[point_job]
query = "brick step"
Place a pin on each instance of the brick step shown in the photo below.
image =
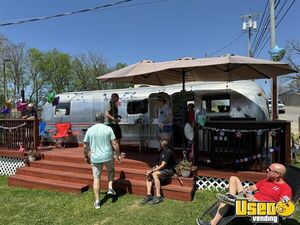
(49, 184)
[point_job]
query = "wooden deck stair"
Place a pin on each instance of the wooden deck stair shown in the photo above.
(65, 170)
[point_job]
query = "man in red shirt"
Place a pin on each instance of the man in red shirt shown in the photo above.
(271, 189)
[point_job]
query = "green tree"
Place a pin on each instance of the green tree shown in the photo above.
(292, 57)
(57, 70)
(86, 68)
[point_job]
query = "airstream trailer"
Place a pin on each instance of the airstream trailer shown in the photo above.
(139, 108)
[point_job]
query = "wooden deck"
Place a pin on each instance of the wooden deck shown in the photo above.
(66, 170)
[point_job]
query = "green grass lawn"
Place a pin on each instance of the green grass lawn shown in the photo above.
(25, 206)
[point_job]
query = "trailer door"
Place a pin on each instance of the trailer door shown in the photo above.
(153, 106)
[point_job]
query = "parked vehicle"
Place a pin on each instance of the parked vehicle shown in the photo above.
(139, 108)
(280, 106)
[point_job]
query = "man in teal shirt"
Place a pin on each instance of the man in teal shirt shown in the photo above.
(99, 143)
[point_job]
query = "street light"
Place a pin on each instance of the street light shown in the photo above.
(4, 74)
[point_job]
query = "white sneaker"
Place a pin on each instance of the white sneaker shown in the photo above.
(97, 205)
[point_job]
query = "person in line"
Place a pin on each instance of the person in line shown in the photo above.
(164, 119)
(113, 117)
(271, 189)
(30, 112)
(99, 143)
(160, 174)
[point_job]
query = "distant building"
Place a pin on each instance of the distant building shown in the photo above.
(291, 97)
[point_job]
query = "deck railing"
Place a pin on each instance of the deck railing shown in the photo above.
(242, 145)
(16, 132)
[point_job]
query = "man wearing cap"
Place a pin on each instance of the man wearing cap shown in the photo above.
(159, 174)
(271, 189)
(99, 143)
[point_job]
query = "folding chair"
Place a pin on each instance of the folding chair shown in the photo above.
(63, 132)
(291, 177)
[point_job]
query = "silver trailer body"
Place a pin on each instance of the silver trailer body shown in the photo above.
(139, 108)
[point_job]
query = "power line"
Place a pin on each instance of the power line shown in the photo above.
(265, 34)
(230, 43)
(63, 14)
(266, 31)
(288, 9)
(260, 24)
(286, 12)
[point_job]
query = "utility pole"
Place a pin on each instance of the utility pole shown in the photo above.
(250, 26)
(4, 77)
(272, 45)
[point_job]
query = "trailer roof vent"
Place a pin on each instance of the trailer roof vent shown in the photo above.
(147, 61)
(185, 58)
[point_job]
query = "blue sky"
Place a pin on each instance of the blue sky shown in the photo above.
(160, 30)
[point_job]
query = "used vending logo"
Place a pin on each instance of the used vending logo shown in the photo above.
(264, 212)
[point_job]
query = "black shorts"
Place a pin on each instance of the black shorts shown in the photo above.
(116, 129)
(165, 176)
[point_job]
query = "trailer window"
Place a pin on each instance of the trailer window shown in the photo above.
(62, 109)
(216, 104)
(137, 107)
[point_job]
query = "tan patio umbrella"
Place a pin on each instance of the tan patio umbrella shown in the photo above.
(225, 68)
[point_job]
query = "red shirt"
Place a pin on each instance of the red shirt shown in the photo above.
(271, 191)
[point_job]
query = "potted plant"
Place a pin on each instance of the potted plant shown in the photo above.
(183, 168)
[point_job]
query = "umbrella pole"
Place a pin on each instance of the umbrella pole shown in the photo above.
(183, 80)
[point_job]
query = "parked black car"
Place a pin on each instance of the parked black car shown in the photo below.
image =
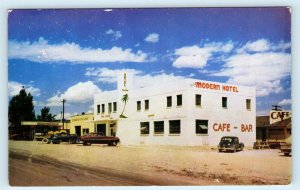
(61, 137)
(230, 143)
(99, 138)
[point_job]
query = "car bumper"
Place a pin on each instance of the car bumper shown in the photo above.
(225, 148)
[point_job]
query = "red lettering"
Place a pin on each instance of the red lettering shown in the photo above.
(221, 127)
(246, 128)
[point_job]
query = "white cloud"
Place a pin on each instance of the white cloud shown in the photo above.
(41, 51)
(15, 87)
(256, 46)
(263, 45)
(108, 75)
(140, 78)
(262, 70)
(152, 38)
(285, 102)
(81, 92)
(197, 57)
(116, 34)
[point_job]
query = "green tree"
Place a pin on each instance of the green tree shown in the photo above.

========

### WHAT YOU SHOULD DO:
Review the entries above and return every line where "brick" appears.

### EXPECTED OUTPUT:
query = "brick step"
Place a pin on each instance of the brick step shown in the photo below.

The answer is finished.